* **DATA PROVIDED**
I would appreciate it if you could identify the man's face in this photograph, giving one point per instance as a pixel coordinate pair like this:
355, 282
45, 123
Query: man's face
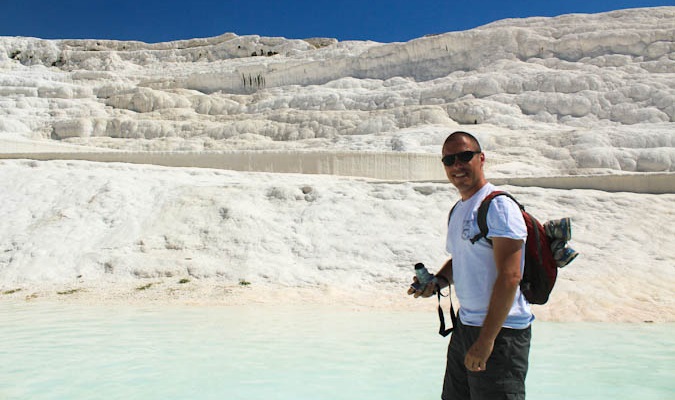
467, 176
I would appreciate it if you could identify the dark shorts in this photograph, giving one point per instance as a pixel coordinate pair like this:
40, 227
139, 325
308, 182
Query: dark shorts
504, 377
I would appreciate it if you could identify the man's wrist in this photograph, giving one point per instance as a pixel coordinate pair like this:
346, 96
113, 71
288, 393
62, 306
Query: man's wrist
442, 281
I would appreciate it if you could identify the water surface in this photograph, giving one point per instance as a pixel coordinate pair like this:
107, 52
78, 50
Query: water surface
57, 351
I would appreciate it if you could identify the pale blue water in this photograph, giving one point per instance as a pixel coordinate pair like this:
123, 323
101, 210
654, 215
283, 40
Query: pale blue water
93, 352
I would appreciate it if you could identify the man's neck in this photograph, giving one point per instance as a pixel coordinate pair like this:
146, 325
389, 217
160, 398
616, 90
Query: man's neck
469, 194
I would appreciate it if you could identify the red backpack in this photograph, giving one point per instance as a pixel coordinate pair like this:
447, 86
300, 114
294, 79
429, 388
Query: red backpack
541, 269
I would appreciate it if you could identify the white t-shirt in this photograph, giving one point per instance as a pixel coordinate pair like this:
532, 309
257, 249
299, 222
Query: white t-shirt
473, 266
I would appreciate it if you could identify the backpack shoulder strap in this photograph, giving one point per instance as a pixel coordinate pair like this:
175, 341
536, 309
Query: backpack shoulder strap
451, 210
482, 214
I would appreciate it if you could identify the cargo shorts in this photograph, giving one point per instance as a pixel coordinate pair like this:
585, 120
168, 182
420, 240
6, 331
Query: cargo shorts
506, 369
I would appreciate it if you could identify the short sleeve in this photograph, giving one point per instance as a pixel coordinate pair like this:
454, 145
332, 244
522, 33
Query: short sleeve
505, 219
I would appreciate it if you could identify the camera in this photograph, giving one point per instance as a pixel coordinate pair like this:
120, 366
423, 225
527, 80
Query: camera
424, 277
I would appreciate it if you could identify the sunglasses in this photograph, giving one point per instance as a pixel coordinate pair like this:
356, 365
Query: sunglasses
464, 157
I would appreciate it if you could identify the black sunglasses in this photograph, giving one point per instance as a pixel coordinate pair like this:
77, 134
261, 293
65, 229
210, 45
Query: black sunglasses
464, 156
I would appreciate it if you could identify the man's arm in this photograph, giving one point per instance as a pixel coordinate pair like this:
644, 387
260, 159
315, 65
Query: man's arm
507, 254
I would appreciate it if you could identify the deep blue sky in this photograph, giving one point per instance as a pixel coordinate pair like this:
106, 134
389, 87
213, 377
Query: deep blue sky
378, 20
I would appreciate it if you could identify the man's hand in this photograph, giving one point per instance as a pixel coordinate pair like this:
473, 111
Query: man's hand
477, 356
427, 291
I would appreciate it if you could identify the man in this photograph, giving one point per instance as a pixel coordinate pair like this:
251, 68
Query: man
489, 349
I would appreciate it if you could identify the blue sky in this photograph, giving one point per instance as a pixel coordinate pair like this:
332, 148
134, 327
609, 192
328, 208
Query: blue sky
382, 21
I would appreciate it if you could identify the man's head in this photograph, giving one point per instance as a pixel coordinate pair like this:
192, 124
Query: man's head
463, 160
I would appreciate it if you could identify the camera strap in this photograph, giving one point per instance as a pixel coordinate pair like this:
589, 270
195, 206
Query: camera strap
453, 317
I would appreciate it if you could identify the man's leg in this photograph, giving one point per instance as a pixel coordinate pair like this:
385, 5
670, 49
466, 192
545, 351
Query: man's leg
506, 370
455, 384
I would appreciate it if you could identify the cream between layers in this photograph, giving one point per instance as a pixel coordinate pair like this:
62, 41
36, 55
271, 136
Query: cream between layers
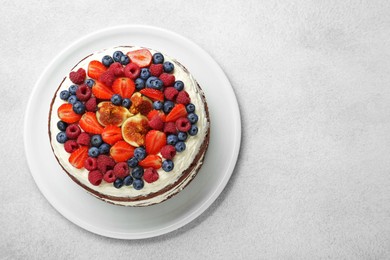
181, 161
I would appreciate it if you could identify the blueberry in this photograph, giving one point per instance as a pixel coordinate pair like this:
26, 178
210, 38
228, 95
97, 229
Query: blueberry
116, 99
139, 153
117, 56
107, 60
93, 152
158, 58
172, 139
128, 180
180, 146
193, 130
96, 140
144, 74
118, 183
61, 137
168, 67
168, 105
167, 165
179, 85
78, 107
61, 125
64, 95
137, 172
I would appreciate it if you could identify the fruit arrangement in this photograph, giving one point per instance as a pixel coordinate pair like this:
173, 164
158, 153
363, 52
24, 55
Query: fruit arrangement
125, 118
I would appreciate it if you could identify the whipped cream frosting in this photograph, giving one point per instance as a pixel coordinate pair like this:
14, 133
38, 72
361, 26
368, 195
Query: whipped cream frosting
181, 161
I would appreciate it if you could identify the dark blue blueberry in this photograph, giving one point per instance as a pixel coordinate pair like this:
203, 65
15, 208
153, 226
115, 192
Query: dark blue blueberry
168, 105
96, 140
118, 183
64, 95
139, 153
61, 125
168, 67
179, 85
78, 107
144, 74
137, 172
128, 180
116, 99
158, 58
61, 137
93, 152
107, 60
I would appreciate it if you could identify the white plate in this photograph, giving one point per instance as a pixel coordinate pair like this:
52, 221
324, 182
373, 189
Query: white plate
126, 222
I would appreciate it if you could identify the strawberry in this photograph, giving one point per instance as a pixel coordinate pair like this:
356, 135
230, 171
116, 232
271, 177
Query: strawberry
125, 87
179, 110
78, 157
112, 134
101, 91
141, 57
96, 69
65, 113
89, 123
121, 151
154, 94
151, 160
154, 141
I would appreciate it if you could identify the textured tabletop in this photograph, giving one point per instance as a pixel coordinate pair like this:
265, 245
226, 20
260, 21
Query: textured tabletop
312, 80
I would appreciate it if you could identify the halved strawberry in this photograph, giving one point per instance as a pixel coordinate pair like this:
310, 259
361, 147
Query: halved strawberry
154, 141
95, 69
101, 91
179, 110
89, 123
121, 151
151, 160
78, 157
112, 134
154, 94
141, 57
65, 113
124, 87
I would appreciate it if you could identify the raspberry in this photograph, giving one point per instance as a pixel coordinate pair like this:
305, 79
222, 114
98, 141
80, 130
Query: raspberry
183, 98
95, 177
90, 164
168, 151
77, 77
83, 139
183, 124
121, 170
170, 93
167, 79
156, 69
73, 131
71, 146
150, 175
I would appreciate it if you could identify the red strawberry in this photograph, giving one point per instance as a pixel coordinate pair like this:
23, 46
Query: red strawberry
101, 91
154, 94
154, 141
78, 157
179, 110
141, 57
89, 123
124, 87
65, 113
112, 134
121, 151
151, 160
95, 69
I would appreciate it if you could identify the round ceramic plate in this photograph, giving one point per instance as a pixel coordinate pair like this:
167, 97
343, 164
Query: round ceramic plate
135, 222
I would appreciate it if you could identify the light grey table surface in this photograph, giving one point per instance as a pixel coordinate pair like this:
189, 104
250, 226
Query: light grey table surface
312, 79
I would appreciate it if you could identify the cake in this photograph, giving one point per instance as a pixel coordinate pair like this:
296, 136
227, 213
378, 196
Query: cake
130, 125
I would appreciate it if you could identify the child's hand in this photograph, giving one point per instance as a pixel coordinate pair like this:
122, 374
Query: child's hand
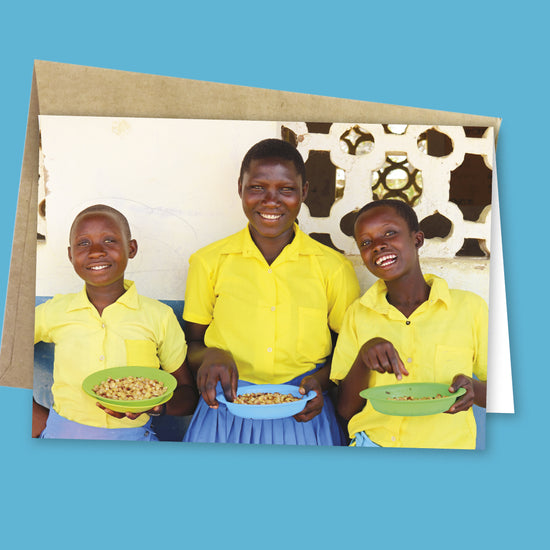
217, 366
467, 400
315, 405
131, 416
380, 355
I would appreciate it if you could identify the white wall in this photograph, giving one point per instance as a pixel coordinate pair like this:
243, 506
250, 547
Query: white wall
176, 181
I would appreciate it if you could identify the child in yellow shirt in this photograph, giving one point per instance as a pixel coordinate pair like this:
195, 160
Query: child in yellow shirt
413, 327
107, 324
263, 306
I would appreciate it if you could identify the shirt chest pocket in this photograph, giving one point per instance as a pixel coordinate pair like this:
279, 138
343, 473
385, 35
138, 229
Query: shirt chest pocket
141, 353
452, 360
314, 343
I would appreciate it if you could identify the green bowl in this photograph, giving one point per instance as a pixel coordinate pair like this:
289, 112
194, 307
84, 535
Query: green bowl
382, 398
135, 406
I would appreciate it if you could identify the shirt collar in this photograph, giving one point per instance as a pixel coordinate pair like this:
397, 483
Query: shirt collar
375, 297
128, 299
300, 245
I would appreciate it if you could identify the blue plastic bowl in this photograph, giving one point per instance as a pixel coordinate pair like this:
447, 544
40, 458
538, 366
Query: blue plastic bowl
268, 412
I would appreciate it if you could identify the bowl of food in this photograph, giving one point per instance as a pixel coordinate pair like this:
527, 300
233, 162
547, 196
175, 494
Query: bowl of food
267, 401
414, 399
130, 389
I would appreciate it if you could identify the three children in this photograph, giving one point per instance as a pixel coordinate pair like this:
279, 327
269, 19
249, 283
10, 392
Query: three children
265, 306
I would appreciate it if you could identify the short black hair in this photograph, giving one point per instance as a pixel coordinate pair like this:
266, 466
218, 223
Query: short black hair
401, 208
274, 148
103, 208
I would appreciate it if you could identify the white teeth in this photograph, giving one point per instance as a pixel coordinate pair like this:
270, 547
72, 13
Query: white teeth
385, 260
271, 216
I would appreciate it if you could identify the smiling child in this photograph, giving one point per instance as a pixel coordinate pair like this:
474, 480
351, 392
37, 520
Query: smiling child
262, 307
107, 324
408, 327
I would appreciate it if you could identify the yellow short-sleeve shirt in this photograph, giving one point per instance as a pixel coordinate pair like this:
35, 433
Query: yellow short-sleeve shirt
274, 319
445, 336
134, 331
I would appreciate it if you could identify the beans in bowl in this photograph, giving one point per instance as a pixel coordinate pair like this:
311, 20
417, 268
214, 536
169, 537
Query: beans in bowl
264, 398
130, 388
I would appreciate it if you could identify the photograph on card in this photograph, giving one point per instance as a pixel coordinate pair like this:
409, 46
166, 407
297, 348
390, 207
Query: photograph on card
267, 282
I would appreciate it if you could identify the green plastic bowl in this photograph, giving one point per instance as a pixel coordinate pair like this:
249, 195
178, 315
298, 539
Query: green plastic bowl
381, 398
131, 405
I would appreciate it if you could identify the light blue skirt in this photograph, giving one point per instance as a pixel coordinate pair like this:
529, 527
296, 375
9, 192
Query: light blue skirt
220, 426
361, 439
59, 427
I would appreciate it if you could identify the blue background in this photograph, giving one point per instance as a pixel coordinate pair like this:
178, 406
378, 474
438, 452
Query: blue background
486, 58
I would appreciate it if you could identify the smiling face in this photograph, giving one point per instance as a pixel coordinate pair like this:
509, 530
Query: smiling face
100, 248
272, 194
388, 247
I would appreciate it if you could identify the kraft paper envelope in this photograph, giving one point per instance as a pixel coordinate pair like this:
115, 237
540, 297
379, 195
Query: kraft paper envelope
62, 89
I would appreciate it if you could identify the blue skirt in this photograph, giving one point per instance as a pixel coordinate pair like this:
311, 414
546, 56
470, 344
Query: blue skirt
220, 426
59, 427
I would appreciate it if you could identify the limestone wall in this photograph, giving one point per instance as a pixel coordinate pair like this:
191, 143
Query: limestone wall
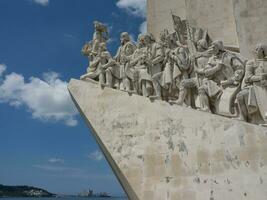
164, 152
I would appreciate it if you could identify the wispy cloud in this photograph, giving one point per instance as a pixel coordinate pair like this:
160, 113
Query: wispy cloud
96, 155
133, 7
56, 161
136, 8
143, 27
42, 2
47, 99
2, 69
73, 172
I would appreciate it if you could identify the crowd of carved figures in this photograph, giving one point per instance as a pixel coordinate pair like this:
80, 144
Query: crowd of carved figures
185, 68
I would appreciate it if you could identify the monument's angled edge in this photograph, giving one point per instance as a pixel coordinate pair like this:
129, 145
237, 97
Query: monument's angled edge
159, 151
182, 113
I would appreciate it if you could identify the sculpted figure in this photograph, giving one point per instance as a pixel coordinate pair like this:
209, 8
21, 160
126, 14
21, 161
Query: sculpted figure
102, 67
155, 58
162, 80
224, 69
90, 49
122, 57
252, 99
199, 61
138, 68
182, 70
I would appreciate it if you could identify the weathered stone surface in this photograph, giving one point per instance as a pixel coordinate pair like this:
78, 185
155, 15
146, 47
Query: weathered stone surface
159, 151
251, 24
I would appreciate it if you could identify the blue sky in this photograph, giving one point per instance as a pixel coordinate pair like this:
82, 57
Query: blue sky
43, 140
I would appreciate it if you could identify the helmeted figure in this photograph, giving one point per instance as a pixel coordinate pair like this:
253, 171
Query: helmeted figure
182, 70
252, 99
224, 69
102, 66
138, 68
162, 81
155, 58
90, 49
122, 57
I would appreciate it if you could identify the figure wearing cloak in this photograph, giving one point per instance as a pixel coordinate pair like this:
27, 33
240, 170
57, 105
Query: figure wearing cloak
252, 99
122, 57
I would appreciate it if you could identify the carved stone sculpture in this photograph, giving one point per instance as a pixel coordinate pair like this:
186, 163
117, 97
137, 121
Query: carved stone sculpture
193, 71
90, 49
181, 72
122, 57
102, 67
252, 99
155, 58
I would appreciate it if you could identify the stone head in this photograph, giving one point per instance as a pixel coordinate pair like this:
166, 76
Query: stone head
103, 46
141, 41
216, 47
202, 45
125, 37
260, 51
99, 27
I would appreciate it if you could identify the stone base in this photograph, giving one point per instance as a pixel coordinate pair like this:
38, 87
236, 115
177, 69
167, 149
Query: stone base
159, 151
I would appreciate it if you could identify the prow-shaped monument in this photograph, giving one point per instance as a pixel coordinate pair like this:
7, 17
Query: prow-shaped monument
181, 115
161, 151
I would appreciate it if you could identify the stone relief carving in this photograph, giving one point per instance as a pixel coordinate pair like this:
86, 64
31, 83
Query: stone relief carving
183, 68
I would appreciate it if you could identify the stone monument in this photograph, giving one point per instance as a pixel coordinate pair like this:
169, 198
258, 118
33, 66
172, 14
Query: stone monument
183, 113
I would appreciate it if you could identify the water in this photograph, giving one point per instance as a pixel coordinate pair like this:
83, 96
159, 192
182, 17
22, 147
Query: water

* **GIVEN TASK**
Starting at the line that contains "I would appreciate it if you could identify the stone relief", copy each line exactly through the end of the listing above. Include that first line and the last one, and add nothing.

* **EXPECTED ANSWER**
I would appreciate it if you could identify the stone relief carving in this photograph, giving one point per instance as a pixel coordinate pair like this:
86, 64
31, 83
Query: stone relief carving
183, 68
I would appreciate it if you could identify the stone monument in this photograph, giving one point per instance as a pixel coordinate pair like this:
169, 198
258, 118
33, 66
172, 14
Query: stone monument
183, 113
I would appreciate it if you could identify the water in this photograph, giving one point per instance as a pixel coordinate pair like this:
83, 96
159, 192
182, 17
22, 147
Query: water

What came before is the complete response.